(RECORD EXTRACTS begins)
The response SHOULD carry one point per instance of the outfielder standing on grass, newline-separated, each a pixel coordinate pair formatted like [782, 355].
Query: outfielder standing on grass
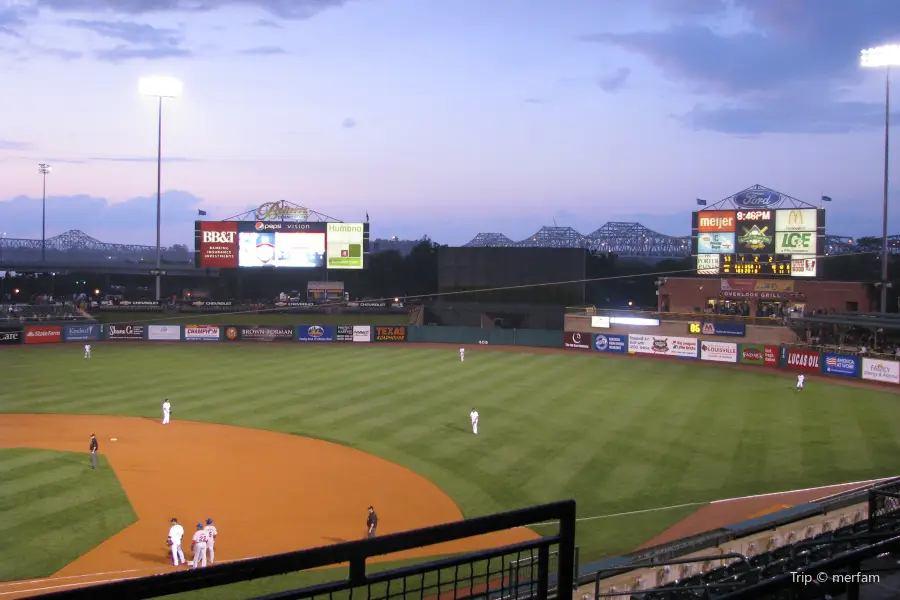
[94, 448]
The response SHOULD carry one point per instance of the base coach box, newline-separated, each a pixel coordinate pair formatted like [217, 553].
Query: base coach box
[9, 337]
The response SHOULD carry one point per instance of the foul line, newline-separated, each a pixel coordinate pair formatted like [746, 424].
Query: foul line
[674, 506]
[582, 519]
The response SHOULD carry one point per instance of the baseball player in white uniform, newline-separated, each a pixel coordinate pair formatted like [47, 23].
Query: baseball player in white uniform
[211, 535]
[198, 545]
[176, 533]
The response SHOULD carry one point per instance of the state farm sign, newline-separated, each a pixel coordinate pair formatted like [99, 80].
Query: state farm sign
[217, 244]
[802, 360]
[43, 334]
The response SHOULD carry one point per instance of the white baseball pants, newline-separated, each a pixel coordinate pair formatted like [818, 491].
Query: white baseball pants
[177, 554]
[199, 555]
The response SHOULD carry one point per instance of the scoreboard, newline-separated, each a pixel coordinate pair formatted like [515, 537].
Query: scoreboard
[783, 242]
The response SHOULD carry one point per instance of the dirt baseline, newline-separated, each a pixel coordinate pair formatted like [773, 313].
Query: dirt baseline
[268, 492]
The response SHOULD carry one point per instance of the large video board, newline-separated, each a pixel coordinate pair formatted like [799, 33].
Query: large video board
[281, 244]
[784, 242]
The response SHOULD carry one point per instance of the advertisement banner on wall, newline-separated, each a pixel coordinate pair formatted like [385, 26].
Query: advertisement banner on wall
[9, 337]
[202, 333]
[885, 371]
[125, 332]
[840, 364]
[81, 333]
[390, 334]
[265, 333]
[662, 346]
[315, 333]
[43, 334]
[758, 354]
[718, 351]
[611, 343]
[576, 340]
[801, 360]
[164, 333]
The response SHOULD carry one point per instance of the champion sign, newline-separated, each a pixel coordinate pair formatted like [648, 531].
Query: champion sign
[201, 333]
[81, 333]
[315, 333]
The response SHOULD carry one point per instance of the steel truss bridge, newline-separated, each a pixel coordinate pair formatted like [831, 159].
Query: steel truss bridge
[633, 239]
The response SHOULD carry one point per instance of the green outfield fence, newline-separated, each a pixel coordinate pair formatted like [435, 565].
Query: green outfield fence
[811, 360]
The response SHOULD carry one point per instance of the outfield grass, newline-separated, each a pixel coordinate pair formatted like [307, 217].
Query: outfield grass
[263, 318]
[618, 435]
[54, 508]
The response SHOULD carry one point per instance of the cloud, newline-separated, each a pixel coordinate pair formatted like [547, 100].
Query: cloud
[132, 221]
[284, 9]
[123, 53]
[143, 159]
[614, 82]
[269, 23]
[13, 145]
[263, 51]
[792, 52]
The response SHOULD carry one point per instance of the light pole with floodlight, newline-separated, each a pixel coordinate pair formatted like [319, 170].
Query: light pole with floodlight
[159, 88]
[44, 169]
[884, 57]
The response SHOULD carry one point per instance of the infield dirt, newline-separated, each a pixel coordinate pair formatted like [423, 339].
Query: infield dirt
[267, 492]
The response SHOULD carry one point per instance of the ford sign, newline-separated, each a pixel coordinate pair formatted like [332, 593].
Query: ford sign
[756, 199]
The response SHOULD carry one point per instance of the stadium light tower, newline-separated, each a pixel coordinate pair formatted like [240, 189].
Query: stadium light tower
[44, 169]
[884, 57]
[159, 88]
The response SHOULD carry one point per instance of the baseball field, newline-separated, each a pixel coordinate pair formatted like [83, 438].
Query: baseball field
[285, 445]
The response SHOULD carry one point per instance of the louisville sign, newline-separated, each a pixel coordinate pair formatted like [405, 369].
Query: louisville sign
[662, 346]
[840, 364]
[758, 354]
[164, 333]
[801, 360]
[81, 333]
[125, 332]
[718, 351]
[577, 340]
[611, 343]
[43, 334]
[202, 333]
[885, 371]
[315, 333]
[9, 337]
[390, 334]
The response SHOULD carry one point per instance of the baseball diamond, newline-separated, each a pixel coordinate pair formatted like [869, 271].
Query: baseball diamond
[300, 438]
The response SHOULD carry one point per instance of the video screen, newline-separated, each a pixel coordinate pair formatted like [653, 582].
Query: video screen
[281, 249]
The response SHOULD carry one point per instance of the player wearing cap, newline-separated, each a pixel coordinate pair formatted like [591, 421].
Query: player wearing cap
[211, 535]
[198, 545]
[176, 533]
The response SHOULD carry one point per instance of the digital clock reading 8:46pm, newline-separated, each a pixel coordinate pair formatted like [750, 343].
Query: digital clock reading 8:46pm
[756, 264]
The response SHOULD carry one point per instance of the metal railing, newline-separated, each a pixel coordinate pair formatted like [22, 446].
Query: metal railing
[472, 575]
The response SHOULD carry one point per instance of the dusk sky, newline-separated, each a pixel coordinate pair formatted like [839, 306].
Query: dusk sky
[441, 118]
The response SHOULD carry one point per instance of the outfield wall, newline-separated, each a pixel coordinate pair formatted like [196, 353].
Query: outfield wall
[784, 357]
(RECORD EXTRACTS ends)
* _WHAT YOU SHOULD DO_: Apart from the images, please copy every line of the data exactly as written.

* _ANSWER TO THIS TASK_:
The response SHOULD carry one point per instance of the outfielder standing on grass, newline-separated, each a pixel coordinate pair formatted like [782, 355].
Query: outfielder standing on grass
[94, 448]
The response SHOULD carry one point per instance of the base coach box, newline-separated, each a pixel coordinate pair formatted like [217, 553].
Query: base coach box
[9, 337]
The response SHOULD carry one point per instance of the foul line, newline-separated, each a pixel coordinate pair formatted like [746, 424].
Query: foul line
[674, 506]
[582, 519]
The response SHOULD carry one point per instance of the baseball player in white uniform, newline-separated, each a pixel coordinate pair formatted like [47, 23].
Query: baseball player in white uniform
[211, 535]
[198, 545]
[176, 533]
The response SHOULD carry one point per instance of the state farm sign, newline-separated, each a pixel coordinate pair formatted like [99, 80].
Query: state farm sign
[217, 244]
[802, 360]
[43, 334]
The response SHOULD carry one point per instance of the white baseball pants, newline-separated, each a pixel coordinate pair formatted like [818, 491].
Query: white baseball pants
[177, 554]
[199, 555]
The response SHOULD carry one point per instance of the scoreboard, newline-separated, each a pixel coordinate pair formatted like [515, 537].
Query: scoreboard
[783, 242]
The response SHOULD carry one point per instance of the dirt baseline, newline-separated, each a pixel coordinate pair formatted like [773, 313].
Query: dirt baseline
[268, 492]
The response SHOULD carry one point per instance of the large video board, newline-separated, each a pixel coordinate pair formatted like [799, 33].
Query: large video board
[281, 244]
[784, 242]
The response SHOULD carry one point per instance of the advertisement banner on wall, newline-separated, each a pixel coordinate pair formatted like [385, 26].
Query: advertisement banner on wall
[9, 337]
[202, 333]
[885, 371]
[125, 332]
[840, 364]
[81, 333]
[390, 334]
[265, 333]
[662, 346]
[315, 333]
[43, 334]
[758, 354]
[718, 351]
[611, 343]
[576, 340]
[801, 360]
[164, 333]
The response SHOULD carry one point per instance of the champion sign, newline-separated, each a pixel coordinate pair formatted like [648, 531].
Query: champion sign
[201, 333]
[81, 333]
[315, 333]
The response SHOULD carry one point per instance of the steel truss bridge, newline-separated, each a pixel coordinate pair formatted like [831, 159].
Query: steel truss bridge
[633, 239]
The response SHOULD carry one point per instance of the green outfield fence, newline-separated, each a pixel coordinate pair formatted like [435, 565].
Query: green outfield fence
[811, 360]
The response SHOULD carry one point per instance of the outfield grass, newline-separated, each a pixel coordinate pair formatted like [307, 217].
Query: outfield grass
[263, 318]
[618, 435]
[54, 508]
The response SHOULD carry one point per instance of the cloud, newline-separated, each a pixel coordinate pair formatted like [547, 100].
Query: cloud
[132, 221]
[284, 9]
[123, 53]
[143, 159]
[614, 82]
[269, 23]
[13, 145]
[263, 51]
[792, 52]
The response SHOULD carry one point per instance of the light pole with floodlight, newline-separated, each a pixel coordinate pair formatted like [319, 170].
Query: light pole with floodlight
[159, 88]
[44, 169]
[884, 57]
The response SHOULD carry one point per instance of the infield dirt, newline-separated, each a pixel coordinate pair formatted like [423, 339].
Query: infield dirt
[267, 492]
The response SHOULD carry one point per instance of the ford sign, newline-separated, each a pixel coordinate pair formatted like [332, 593].
Query: ford sign
[756, 199]
The response SHOULD carry one point per instance of the stadium light tower, newline-separated, each a pixel coordinate pair formatted like [240, 189].
Query: stadium light tower
[44, 169]
[884, 57]
[159, 88]
The response SHOULD carry one point per instance of the baseball field, newline-separated, each a pixel coordinate pair formatted like [83, 438].
Query: baseball field
[285, 445]
The response SHOULD carry one point per instance of the louisville sign, newline-separated, each a pixel coordinate pair formatted like [405, 369].
Query: louisville sign
[662, 346]
[840, 364]
[758, 354]
[164, 333]
[801, 360]
[81, 333]
[125, 332]
[718, 351]
[577, 340]
[611, 343]
[43, 334]
[202, 333]
[885, 371]
[315, 333]
[9, 337]
[390, 334]
The response SHOULD carry one point per instance of the baseball diamond, newline-separated, each a pixel coordinate pair formatted like [869, 271].
Query: baseball diamond
[300, 438]
The response SHOULD carry one point per instance of the video screen, newline-separated, each a pixel coordinate pair formatted like [653, 582].
Query: video screen
[281, 249]
The response SHOULD carry one point per instance of the player wearing cap, newline-separated, each a pixel coordinate pair formatted like [591, 421].
Query: player wearing cap
[211, 535]
[198, 545]
[176, 533]
The response SHOULD carry one point per instance of the digital clock reading 8:46pm, newline-separated, each a pixel coordinate pair formatted like [750, 343].
Query: digital clock reading 8:46pm
[756, 264]
The response SHOULD carry one point per instance of the metal railing, newline-separated, each a pixel coordinate pair formatted like [22, 446].
Query: metal railing
[472, 575]
The response SHOULD carry one point per instance of the dusk sky, newline-separated, each a pixel coordinate pair formatted like [839, 306].
Query: dusk sky
[441, 118]
The response SHOULD carry one point per instance of the outfield wall, newline-separated, each a pixel coordinate pair formatted like [196, 353].
Query: outfield wall
[784, 357]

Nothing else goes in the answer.